Ausgewählter Text ::

══════════

# Aktuelle Meerforellenrute bis ca. 250 Euro wer kann helfen



## mike0714 (6. Dezember 2010)

Hallo, wer kann mir eine Aktuelle Meerforellenrute bis ca. 250 Euro empfehlen , ich benutze Blinker und Wobbler bis ca. 20gramm  und Fische mit einer geflochtene Schnur.
Die Rute sollte so um die 3 Meter sein und man sollte damit bis zum Horizont werfen können.|bigeyes
Mir ist da schon die Fenwick Ironfeader 2 für ca. 180 Euronen in den Sinn gekommen , aber sie ist schon etwas alt und wollte mal Fragen ob es zurzeit nicht noch etwas besseres auf den Markt gibt zum Meerforellenfischen.
Viele grüße #6


----------



## zesch (6. Dezember 2010)

══════════

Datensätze
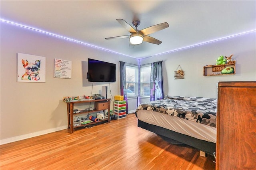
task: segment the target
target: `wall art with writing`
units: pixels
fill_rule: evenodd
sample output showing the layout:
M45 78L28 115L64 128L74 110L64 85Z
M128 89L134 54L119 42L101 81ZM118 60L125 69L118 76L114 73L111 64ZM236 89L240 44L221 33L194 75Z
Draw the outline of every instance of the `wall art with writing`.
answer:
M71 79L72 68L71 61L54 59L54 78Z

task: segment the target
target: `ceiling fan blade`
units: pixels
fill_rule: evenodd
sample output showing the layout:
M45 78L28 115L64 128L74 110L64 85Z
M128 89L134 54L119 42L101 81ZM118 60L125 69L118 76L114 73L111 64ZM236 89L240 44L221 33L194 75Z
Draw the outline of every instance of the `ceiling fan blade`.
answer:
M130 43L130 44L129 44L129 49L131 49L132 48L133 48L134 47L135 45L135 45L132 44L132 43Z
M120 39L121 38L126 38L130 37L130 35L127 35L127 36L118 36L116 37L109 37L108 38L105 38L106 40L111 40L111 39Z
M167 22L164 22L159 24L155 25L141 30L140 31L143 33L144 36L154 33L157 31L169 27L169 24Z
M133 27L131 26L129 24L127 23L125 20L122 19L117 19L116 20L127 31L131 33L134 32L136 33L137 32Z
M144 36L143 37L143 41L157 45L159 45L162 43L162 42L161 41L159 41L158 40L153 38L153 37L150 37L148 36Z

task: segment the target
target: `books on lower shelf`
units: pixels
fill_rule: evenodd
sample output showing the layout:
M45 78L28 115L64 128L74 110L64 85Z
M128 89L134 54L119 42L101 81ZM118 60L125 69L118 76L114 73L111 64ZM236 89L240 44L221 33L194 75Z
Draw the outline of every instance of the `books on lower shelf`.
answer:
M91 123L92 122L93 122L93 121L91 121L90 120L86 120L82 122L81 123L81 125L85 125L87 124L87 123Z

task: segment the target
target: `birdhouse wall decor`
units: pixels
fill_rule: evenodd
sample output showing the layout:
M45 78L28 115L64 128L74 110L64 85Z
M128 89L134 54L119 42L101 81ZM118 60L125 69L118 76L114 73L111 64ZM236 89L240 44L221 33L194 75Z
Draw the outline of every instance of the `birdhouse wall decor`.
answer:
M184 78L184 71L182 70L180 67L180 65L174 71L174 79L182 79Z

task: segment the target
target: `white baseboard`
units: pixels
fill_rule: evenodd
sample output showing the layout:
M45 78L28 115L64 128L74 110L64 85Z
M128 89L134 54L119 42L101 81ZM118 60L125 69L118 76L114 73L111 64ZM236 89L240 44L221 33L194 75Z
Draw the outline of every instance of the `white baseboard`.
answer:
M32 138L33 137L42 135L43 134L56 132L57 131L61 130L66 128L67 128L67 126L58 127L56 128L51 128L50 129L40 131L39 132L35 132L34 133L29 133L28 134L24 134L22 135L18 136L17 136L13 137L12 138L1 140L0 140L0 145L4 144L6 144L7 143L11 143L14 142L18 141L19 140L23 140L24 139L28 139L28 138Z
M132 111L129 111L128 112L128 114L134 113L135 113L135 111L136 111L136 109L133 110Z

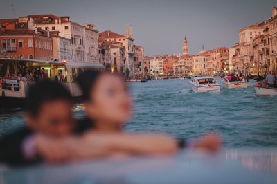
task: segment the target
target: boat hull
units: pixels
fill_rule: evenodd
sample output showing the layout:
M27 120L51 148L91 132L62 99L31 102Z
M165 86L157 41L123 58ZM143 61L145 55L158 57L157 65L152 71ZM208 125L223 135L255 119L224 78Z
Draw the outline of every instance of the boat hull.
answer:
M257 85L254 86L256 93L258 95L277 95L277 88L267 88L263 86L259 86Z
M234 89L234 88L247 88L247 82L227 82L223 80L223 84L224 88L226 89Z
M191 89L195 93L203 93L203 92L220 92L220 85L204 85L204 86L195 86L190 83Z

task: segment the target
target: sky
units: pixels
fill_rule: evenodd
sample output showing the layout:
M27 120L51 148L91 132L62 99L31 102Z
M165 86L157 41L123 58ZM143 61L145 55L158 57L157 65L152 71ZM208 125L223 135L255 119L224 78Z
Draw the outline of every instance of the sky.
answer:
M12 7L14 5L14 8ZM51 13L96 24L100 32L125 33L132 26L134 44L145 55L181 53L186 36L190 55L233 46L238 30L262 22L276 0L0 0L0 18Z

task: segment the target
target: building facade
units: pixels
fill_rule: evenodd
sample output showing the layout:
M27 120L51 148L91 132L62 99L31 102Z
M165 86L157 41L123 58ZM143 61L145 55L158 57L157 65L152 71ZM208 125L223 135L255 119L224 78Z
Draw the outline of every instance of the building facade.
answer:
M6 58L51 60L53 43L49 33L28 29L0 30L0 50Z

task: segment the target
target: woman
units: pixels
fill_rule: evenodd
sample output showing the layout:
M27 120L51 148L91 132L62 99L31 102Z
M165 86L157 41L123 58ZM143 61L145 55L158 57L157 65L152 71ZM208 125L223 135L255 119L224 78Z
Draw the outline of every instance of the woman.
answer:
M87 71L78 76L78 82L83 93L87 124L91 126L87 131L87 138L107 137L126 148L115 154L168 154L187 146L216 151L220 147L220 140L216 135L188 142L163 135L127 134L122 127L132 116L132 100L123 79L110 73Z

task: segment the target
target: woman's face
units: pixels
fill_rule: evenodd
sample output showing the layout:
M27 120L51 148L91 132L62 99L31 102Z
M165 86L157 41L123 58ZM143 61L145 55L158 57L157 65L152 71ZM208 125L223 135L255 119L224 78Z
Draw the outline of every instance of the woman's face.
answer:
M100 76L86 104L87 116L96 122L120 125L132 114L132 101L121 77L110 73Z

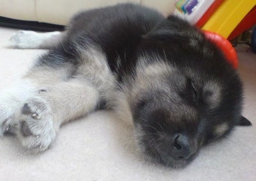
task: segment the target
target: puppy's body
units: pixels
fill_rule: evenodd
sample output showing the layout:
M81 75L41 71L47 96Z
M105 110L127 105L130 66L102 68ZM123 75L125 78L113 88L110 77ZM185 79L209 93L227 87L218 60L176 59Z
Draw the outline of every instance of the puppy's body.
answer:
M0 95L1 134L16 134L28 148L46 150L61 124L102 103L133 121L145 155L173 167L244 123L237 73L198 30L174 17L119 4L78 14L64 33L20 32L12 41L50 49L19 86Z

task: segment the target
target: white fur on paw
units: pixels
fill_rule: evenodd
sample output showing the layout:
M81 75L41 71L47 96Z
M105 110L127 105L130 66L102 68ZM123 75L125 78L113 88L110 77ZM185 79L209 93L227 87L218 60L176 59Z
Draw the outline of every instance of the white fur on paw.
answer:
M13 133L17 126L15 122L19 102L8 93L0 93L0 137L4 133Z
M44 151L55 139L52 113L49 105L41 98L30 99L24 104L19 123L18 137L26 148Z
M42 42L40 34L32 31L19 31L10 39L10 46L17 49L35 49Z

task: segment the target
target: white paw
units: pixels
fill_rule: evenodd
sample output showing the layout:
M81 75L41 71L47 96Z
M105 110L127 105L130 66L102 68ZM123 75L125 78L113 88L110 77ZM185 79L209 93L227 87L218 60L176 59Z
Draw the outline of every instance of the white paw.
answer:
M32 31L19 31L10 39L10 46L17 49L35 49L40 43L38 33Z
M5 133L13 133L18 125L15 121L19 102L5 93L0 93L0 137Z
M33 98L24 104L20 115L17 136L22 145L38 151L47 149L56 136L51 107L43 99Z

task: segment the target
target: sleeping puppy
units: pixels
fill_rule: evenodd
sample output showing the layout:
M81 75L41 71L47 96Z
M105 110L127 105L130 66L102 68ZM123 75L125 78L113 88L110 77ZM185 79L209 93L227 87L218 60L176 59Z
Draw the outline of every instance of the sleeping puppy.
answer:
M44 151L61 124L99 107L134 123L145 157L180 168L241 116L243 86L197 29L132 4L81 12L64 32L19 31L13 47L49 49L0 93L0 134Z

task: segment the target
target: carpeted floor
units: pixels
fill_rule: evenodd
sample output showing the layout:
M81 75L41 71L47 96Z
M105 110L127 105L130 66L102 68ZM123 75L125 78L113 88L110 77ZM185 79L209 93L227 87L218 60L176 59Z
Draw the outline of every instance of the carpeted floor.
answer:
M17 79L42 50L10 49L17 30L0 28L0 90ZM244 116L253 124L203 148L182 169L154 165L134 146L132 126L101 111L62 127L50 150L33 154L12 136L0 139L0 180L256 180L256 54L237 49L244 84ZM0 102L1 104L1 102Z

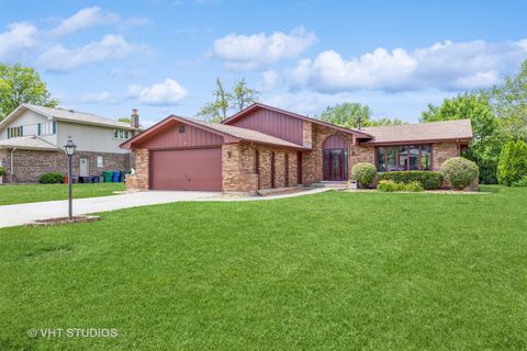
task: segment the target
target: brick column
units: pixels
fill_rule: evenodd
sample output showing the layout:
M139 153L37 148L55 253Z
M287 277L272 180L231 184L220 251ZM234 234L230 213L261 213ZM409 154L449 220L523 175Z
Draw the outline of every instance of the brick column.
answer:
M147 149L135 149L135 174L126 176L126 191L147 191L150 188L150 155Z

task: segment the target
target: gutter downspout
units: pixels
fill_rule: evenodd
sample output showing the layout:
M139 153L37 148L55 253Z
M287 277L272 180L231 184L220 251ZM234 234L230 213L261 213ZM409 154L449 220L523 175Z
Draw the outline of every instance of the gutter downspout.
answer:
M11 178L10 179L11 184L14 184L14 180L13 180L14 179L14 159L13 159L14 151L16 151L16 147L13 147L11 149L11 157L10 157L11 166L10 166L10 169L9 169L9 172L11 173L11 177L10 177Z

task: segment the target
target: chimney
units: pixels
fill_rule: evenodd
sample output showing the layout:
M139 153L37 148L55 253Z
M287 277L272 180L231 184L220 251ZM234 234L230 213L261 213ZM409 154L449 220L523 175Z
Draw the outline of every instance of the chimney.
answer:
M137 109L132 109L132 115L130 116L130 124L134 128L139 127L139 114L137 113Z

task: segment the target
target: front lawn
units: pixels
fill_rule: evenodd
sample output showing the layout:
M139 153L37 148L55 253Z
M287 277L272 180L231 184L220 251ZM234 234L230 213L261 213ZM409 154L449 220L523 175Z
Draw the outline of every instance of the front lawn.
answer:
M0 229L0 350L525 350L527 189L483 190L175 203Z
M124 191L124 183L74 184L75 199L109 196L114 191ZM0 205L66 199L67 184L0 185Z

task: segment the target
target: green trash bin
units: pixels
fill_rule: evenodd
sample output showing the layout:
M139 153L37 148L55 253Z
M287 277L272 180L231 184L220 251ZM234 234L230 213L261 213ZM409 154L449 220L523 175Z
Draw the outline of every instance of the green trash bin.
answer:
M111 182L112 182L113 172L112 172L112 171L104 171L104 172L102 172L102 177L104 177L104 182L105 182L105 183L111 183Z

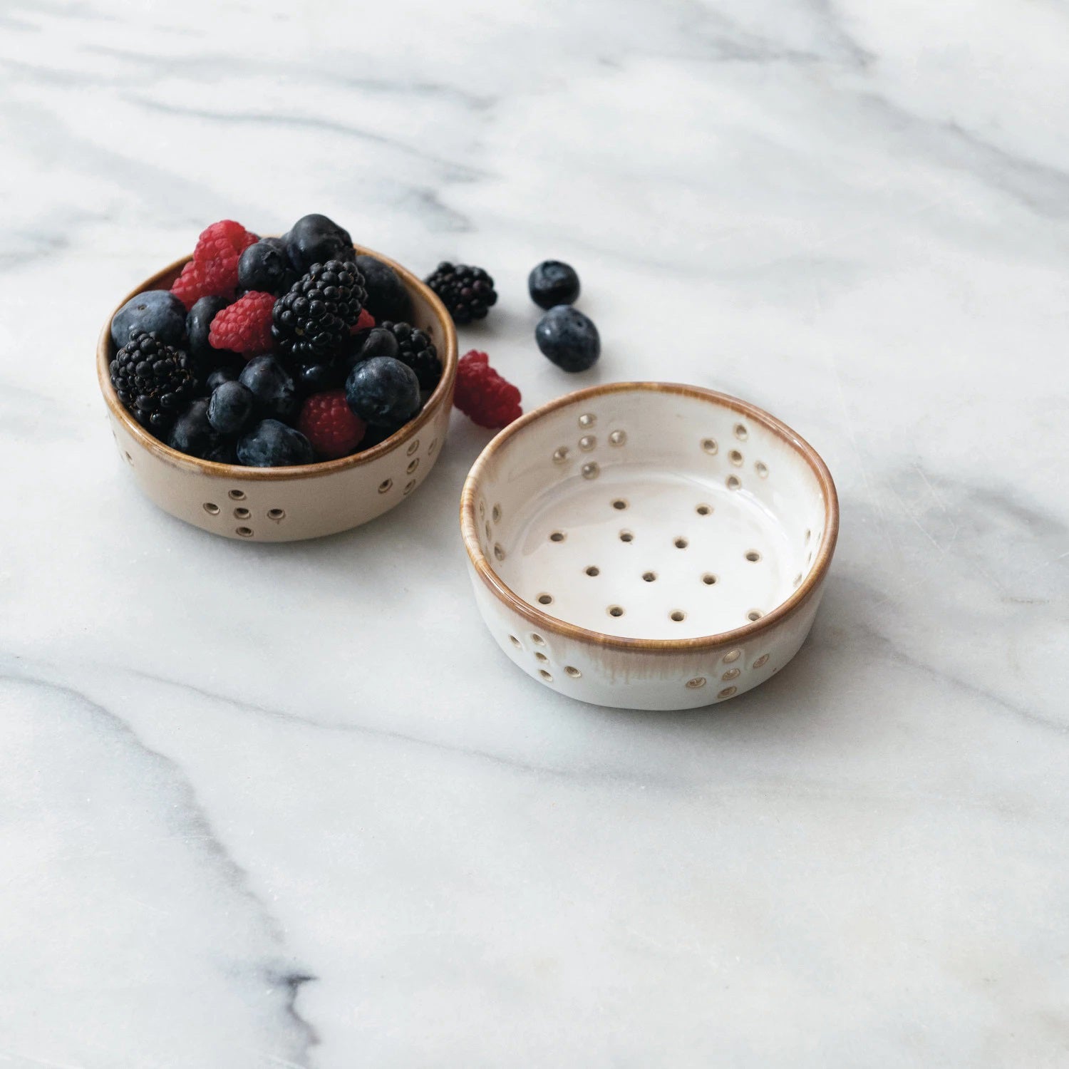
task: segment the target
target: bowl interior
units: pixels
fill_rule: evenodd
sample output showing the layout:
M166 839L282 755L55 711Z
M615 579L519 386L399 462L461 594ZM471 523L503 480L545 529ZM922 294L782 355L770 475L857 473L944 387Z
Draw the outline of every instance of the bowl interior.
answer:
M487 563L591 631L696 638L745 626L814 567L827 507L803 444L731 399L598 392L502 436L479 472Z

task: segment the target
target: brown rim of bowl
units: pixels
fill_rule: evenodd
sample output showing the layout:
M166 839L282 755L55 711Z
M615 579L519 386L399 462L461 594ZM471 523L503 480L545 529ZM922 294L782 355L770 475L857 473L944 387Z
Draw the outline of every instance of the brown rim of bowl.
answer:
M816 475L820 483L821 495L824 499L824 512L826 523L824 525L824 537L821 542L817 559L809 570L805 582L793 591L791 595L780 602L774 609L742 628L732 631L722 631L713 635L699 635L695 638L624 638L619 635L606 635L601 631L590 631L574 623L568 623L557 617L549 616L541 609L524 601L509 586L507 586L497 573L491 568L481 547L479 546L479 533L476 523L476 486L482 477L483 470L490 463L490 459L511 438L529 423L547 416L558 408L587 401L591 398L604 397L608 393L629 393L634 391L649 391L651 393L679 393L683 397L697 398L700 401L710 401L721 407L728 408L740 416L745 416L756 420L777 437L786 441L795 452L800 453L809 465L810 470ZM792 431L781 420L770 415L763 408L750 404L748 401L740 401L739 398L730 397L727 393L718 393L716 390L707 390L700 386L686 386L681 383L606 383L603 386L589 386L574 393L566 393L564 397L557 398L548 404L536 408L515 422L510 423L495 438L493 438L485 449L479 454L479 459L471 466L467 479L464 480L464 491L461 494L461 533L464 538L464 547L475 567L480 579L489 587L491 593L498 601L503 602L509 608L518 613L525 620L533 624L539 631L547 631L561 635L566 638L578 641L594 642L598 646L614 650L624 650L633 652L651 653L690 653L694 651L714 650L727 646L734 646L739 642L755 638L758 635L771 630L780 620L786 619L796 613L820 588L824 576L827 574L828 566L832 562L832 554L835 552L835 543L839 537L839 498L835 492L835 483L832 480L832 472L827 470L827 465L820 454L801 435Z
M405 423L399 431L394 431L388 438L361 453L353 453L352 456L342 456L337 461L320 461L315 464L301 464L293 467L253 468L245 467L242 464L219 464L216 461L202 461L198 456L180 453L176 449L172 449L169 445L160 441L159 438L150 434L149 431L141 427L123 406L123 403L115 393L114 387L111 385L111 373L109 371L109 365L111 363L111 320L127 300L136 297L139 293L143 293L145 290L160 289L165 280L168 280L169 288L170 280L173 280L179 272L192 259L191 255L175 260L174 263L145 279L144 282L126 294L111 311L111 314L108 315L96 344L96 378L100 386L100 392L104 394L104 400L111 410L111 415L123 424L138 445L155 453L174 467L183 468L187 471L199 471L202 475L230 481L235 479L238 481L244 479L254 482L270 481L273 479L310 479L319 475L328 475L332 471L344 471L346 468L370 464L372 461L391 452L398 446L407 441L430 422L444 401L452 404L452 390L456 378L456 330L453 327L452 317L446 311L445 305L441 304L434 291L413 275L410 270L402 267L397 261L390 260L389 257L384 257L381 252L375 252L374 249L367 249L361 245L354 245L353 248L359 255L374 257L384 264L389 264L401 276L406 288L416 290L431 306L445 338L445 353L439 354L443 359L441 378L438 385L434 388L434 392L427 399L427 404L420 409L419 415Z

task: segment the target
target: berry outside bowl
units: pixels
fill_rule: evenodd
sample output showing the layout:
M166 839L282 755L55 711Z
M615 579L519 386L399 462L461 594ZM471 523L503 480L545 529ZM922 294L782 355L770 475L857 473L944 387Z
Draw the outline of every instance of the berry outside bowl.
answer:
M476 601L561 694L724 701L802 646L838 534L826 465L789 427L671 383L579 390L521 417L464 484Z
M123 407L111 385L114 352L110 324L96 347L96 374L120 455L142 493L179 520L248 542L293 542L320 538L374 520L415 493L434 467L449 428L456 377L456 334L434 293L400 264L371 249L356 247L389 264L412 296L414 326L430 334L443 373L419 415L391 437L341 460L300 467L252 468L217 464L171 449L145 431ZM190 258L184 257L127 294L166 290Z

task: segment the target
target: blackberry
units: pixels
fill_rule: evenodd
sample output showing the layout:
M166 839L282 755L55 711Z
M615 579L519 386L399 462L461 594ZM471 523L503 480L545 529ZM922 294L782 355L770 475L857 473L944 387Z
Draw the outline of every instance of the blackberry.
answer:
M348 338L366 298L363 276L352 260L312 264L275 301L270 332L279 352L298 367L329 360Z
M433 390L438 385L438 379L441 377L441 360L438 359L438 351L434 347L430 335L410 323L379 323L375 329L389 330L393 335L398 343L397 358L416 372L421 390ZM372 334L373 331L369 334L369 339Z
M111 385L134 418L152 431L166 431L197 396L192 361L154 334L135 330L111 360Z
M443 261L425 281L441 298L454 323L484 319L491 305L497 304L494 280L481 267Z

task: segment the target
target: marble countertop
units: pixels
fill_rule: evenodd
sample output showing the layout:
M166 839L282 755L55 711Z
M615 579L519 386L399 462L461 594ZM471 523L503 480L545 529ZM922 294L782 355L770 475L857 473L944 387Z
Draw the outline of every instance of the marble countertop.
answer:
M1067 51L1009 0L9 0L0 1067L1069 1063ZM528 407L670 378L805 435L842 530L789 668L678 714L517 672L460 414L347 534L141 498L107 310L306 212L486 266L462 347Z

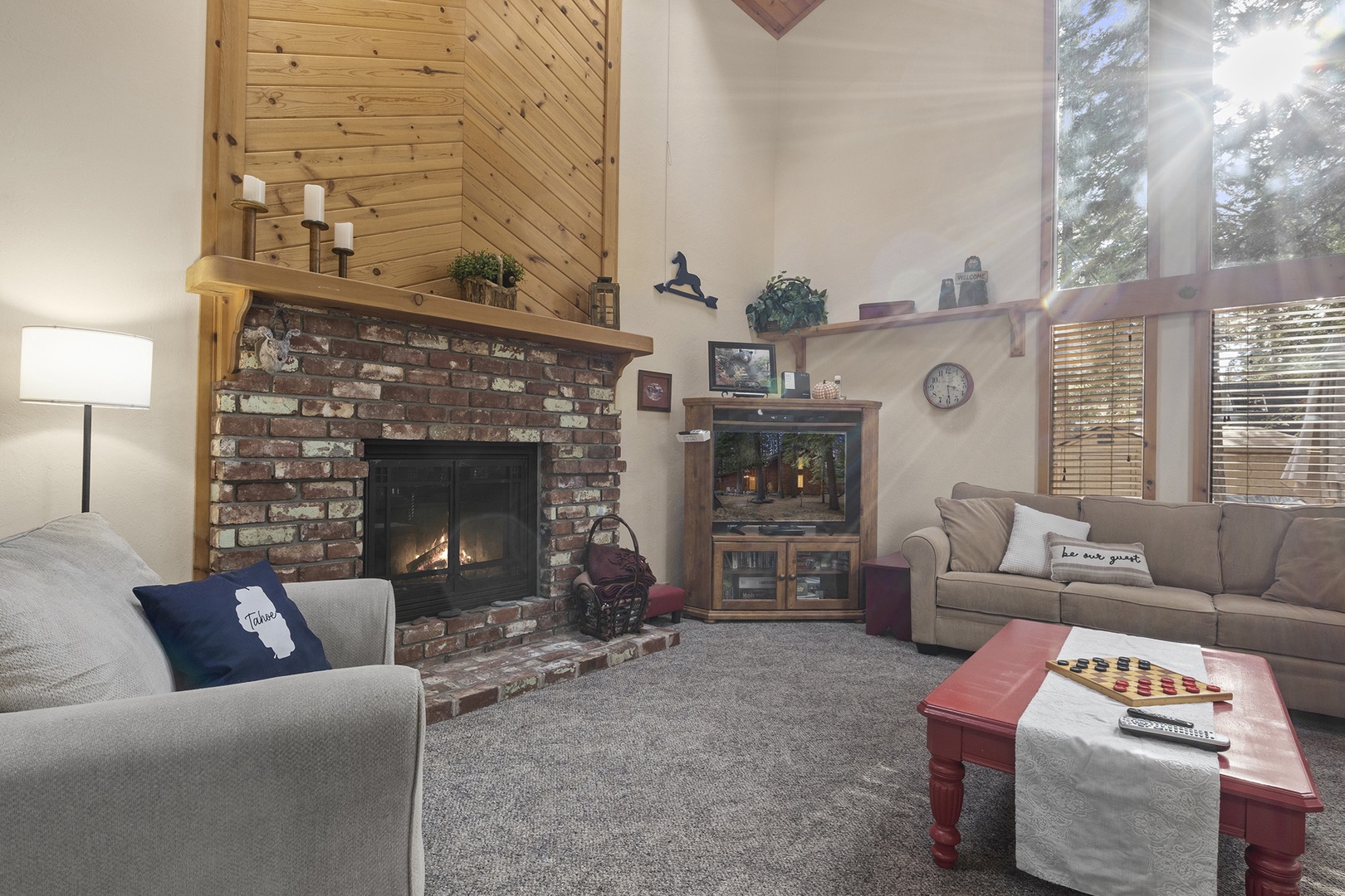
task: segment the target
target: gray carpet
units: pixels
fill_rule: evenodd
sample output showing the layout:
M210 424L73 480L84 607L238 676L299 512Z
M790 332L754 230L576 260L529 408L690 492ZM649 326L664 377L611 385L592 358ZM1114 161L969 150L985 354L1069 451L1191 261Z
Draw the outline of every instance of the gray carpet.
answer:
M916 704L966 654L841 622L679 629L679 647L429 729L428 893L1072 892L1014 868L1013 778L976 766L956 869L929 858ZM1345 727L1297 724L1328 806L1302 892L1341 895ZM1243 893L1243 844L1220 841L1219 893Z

══════════

Zur Aufgabe ::
Führe den Forumsthread zur Meerforellenrute bitte ab der Stelle weiter, an der er endet. Die Datensätze sind eigenständiges Material.

Ergebnis der Aufgabe ::
*AW: Aktuelle Meerforellenrute bis ca. 250 Euro wer kann helfen*

Shimano Aspire...(egal welche Serie)

3,00 m bis 50 Gramm Wurfgewicht

ein ideales Arbeitsgerät für weite Würfe

Gruß
zesch


----------



## jd. (6. Dezember 2010)

*AW: Aktuelle Meerforellenrute bis ca. 250 Euro wer kann helfen*

Gamkatsu Cheetah 96M, 

allerdings die "Alte" ohne das "R". über den kurzen Griff kann man geteilter Meinung sein. Aber über Aktion und Wurfverhalten gibt es wohl wenige (die die Rute gefischt haben) die anderer Meinung sind.

Grüße

Jörg


----------



## Golfstrom (6. Dezember 2010)

*AW: Aktuelle Meerforellenrute bis ca. 250 Euro wer kann helfen*

Zwar auch kein aktuelles Modell ... aber ich fische seit 2Jahren die Ron Thompson Flexide in 3m mit 15-45g Wurfgewicht.
Nach einigen Ruten vorher, für mich die perfekte Mefo-Rute. Super leicht, schöner Blank, gute Grifflänge. Köder zw. 18 und 25g fliegen bis zum Horizont und (was noch wichtiger ist) im letzten Jahr nur eine Forelle im Drill verloren.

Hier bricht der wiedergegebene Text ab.